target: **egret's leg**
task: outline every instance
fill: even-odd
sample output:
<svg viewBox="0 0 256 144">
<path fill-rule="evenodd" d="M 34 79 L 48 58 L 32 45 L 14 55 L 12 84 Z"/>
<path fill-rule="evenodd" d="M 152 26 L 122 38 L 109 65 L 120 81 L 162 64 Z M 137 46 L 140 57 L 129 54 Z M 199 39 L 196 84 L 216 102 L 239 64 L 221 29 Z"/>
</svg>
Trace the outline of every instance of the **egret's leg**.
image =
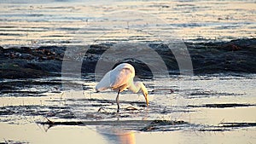
<svg viewBox="0 0 256 144">
<path fill-rule="evenodd" d="M 120 89 L 119 90 L 118 95 L 117 95 L 116 99 L 115 99 L 116 103 L 118 105 L 118 112 L 119 112 L 119 93 L 120 93 Z"/>
</svg>

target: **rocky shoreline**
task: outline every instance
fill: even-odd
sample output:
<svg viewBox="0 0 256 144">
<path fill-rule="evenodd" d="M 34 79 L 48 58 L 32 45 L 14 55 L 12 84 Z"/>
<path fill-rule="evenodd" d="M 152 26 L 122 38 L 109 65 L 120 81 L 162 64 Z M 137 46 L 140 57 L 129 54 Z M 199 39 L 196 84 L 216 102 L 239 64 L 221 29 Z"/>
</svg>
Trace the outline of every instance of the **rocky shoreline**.
<svg viewBox="0 0 256 144">
<path fill-rule="evenodd" d="M 256 73 L 256 39 L 236 39 L 230 42 L 185 43 L 193 63 L 195 74 L 217 72 Z M 178 66 L 172 51 L 163 50 L 164 44 L 154 45 L 154 50 L 163 58 L 170 72 L 178 73 Z M 74 47 L 74 46 L 73 46 Z M 79 46 L 76 46 L 79 47 Z M 85 55 L 76 51 L 74 57 L 68 60 L 82 59 L 83 74 L 95 72 L 99 57 L 111 44 L 90 46 Z M 0 78 L 36 78 L 50 76 L 61 76 L 61 65 L 67 47 L 41 46 L 0 47 Z M 157 48 L 157 49 L 156 49 Z M 143 66 L 137 60 L 125 60 L 135 67 Z M 88 68 L 89 67 L 89 68 Z M 138 75 L 150 74 L 149 69 L 137 70 Z"/>
</svg>

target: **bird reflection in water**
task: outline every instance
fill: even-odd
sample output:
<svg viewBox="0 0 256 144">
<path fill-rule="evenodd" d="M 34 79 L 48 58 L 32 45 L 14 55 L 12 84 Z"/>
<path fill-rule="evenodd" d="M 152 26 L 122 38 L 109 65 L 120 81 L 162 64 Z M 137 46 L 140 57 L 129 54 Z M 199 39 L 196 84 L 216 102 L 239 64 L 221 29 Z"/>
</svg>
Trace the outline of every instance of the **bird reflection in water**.
<svg viewBox="0 0 256 144">
<path fill-rule="evenodd" d="M 108 141 L 109 144 L 135 144 L 133 131 L 125 131 L 119 128 L 97 128 L 97 131 Z"/>
</svg>

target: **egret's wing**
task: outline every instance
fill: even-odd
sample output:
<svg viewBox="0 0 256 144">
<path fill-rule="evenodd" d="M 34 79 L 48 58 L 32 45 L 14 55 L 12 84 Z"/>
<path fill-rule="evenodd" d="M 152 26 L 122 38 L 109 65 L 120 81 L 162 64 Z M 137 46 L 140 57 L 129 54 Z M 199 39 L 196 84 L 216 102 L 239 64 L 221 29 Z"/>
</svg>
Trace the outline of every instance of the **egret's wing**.
<svg viewBox="0 0 256 144">
<path fill-rule="evenodd" d="M 112 89 L 115 89 L 124 84 L 128 84 L 131 78 L 133 78 L 132 72 L 129 68 L 112 71 L 110 73 L 110 86 Z"/>
<path fill-rule="evenodd" d="M 108 88 L 111 88 L 111 81 L 110 81 L 110 72 L 108 72 L 108 73 L 106 73 L 104 75 L 104 77 L 102 78 L 102 79 L 97 84 L 97 85 L 96 86 L 96 89 L 97 91 L 102 91 L 102 90 L 105 90 Z"/>
</svg>

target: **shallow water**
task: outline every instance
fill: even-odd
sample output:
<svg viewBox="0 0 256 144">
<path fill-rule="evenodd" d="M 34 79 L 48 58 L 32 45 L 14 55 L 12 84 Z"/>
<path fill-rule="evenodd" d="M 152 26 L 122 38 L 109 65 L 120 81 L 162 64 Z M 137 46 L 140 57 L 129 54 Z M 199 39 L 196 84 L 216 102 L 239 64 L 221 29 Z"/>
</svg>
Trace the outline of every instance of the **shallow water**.
<svg viewBox="0 0 256 144">
<path fill-rule="evenodd" d="M 253 0 L 64 2 L 2 1 L 0 45 L 255 37 Z"/>
<path fill-rule="evenodd" d="M 54 82 L 53 79 L 56 78 L 48 80 Z M 125 91 L 120 95 L 119 113 L 116 112 L 115 92 L 96 93 L 96 83 L 89 79 L 66 79 L 61 83 L 79 84 L 87 89 L 40 94 L 46 96 L 2 95 L 0 124 L 4 131 L 1 130 L 1 141 L 256 141 L 256 117 L 253 114 L 256 110 L 254 74 L 172 76 L 143 80 L 149 91 L 149 107 L 145 107 L 142 95 Z M 40 88 L 38 89 L 40 91 Z M 129 107 L 132 108 L 126 109 Z M 56 124 L 50 127 L 38 124 L 47 122 L 45 117 Z M 72 122 L 83 122 L 85 125 L 71 125 Z M 11 132 L 13 129 L 16 130 L 15 133 Z"/>
</svg>

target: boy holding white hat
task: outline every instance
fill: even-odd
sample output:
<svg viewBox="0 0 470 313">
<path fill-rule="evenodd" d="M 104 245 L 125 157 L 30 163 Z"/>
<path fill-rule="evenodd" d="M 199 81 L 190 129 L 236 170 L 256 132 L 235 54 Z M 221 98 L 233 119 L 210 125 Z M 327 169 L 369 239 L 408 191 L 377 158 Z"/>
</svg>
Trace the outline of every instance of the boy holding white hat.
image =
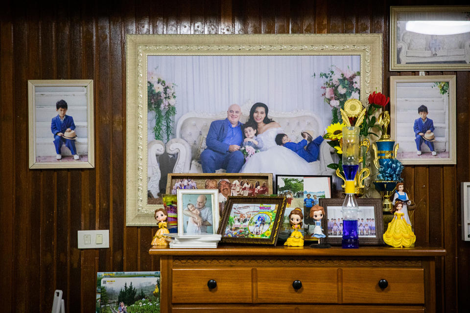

---------------

-- CONSEGNA --
Sostituisci "instance" con "occurrence" in tutte le righe qui sopra e riportale senza altre modifiche. Escludi le immagini dalla risposta.

-- SOLUZIONE --
target: **egret's leg**
task: outline every occurrence
fill: even-odd
sample output:
<svg viewBox="0 0 256 144">
<path fill-rule="evenodd" d="M 34 79 L 48 58 L 32 45 L 14 55 L 12 84 Z"/>
<path fill-rule="evenodd" d="M 152 26 L 122 38 L 109 65 L 120 81 L 162 64 Z M 137 46 L 140 57 L 129 54 Z M 199 39 L 196 84 L 216 102 L 239 64 L 221 29 Z"/>
</svg>
Trace the outline of every occurrence of the **egret's leg**.
image =
<svg viewBox="0 0 256 144">
<path fill-rule="evenodd" d="M 120 89 L 119 90 L 118 95 L 117 95 L 116 99 L 115 99 L 116 103 L 118 105 L 118 112 L 119 112 L 119 93 L 120 93 Z"/>
</svg>

target: **rocky shoreline**
task: outline every occurrence
fill: even-odd
sample output:
<svg viewBox="0 0 256 144">
<path fill-rule="evenodd" d="M 34 79 L 48 58 L 32 45 L 14 55 L 12 84 Z"/>
<path fill-rule="evenodd" d="M 152 26 L 122 38 L 109 65 L 120 81 L 162 64 Z M 137 46 L 140 57 L 129 54 Z M 199 39 L 196 84 L 216 102 L 239 64 L 221 29 Z"/>
</svg>
Trace the outline of every occurrence of the **rocky shoreline**.
<svg viewBox="0 0 256 144">
<path fill-rule="evenodd" d="M 256 73 L 256 39 L 236 39 L 230 42 L 185 43 L 193 63 L 195 74 L 217 72 Z M 178 66 L 172 51 L 163 50 L 164 44 L 154 45 L 154 50 L 163 58 L 170 72 L 178 73 Z M 74 47 L 74 46 L 73 46 Z M 79 46 L 76 46 L 79 47 Z M 85 55 L 76 51 L 74 57 L 68 60 L 82 59 L 83 74 L 95 72 L 99 57 L 111 44 L 90 46 Z M 0 78 L 36 78 L 50 76 L 61 76 L 61 65 L 67 47 L 41 46 L 0 47 Z M 157 48 L 157 49 L 156 49 Z M 143 66 L 137 60 L 125 60 L 135 67 Z M 88 68 L 89 67 L 89 68 Z M 138 75 L 150 74 L 149 69 L 137 70 Z"/>
</svg>

target: **bird reflection in water**
task: outline every occurrence
fill: even-odd
sample output:
<svg viewBox="0 0 256 144">
<path fill-rule="evenodd" d="M 34 79 L 48 58 L 32 45 L 14 55 L 12 84 Z"/>
<path fill-rule="evenodd" d="M 152 26 L 122 38 L 109 65 L 120 81 L 162 64 Z M 137 46 L 140 57 L 129 54 Z M 199 39 L 196 84 L 216 102 L 239 64 L 221 29 Z"/>
</svg>
Trace the outline of every occurrence of the **bird reflection in water**.
<svg viewBox="0 0 256 144">
<path fill-rule="evenodd" d="M 108 141 L 109 144 L 135 144 L 133 131 L 125 131 L 119 128 L 97 128 L 97 131 Z"/>
</svg>

target: **egret's wing**
task: outline every occurrence
fill: even-odd
sample output:
<svg viewBox="0 0 256 144">
<path fill-rule="evenodd" d="M 34 79 L 48 58 L 32 45 L 14 55 L 12 84 Z"/>
<path fill-rule="evenodd" d="M 152 26 L 122 38 L 109 65 L 120 81 L 162 64 Z M 137 46 L 140 57 L 129 54 Z M 199 39 L 196 84 L 216 102 L 239 64 L 221 29 Z"/>
</svg>
Trace the outline of every occurrence of the **egret's wing**.
<svg viewBox="0 0 256 144">
<path fill-rule="evenodd" d="M 112 89 L 115 89 L 124 84 L 128 84 L 131 78 L 133 78 L 132 72 L 129 68 L 112 71 L 110 73 L 110 86 Z"/>
<path fill-rule="evenodd" d="M 108 88 L 111 88 L 111 81 L 110 81 L 110 72 L 108 72 L 108 73 L 106 73 L 104 75 L 104 77 L 102 78 L 102 79 L 97 84 L 97 85 L 96 86 L 96 89 L 97 91 L 102 91 L 102 90 L 105 90 Z"/>
</svg>

target: **shallow water**
task: outline every occurrence
fill: even-odd
sample output:
<svg viewBox="0 0 256 144">
<path fill-rule="evenodd" d="M 34 79 L 48 58 L 32 45 L 14 55 L 12 84 Z"/>
<path fill-rule="evenodd" d="M 152 26 L 122 38 L 109 65 L 120 81 L 162 64 Z M 137 46 L 140 57 L 129 54 Z M 199 39 L 196 84 L 216 102 L 239 64 L 221 29 Z"/>
</svg>
Trace the outline of every occurrence of the **shallow water**.
<svg viewBox="0 0 256 144">
<path fill-rule="evenodd" d="M 253 0 L 64 2 L 2 1 L 0 45 L 255 37 Z"/>
<path fill-rule="evenodd" d="M 54 82 L 53 79 L 56 78 L 48 80 Z M 125 91 L 120 95 L 119 113 L 116 112 L 115 92 L 96 93 L 96 83 L 89 79 L 66 79 L 61 83 L 79 84 L 87 89 L 40 94 L 46 96 L 2 95 L 0 124 L 4 131 L 1 130 L 1 141 L 256 141 L 256 117 L 253 114 L 256 110 L 254 74 L 172 76 L 143 80 L 149 91 L 149 107 L 145 107 L 142 95 Z M 40 88 L 38 89 L 40 91 Z M 129 107 L 132 108 L 126 109 Z M 56 124 L 50 127 L 38 124 L 47 122 L 45 117 Z M 72 122 L 83 122 L 85 125 L 71 125 Z M 11 132 L 13 129 L 16 130 L 15 133 Z"/>
</svg>

target: boy holding white hat
task: outline every occurrence
fill: even-odd
sample output:
<svg viewBox="0 0 470 313">
<path fill-rule="evenodd" d="M 104 245 L 125 157 L 30 163 Z"/>
<path fill-rule="evenodd" d="M 199 81 L 190 129 L 236 170 L 256 132 L 235 54 Z M 221 98 L 233 119 L 210 125 Z M 327 169 L 369 239 L 408 191 L 377 158 Z"/>
</svg>
Trace the outline of every occurrence of the boy holding white hat.
image =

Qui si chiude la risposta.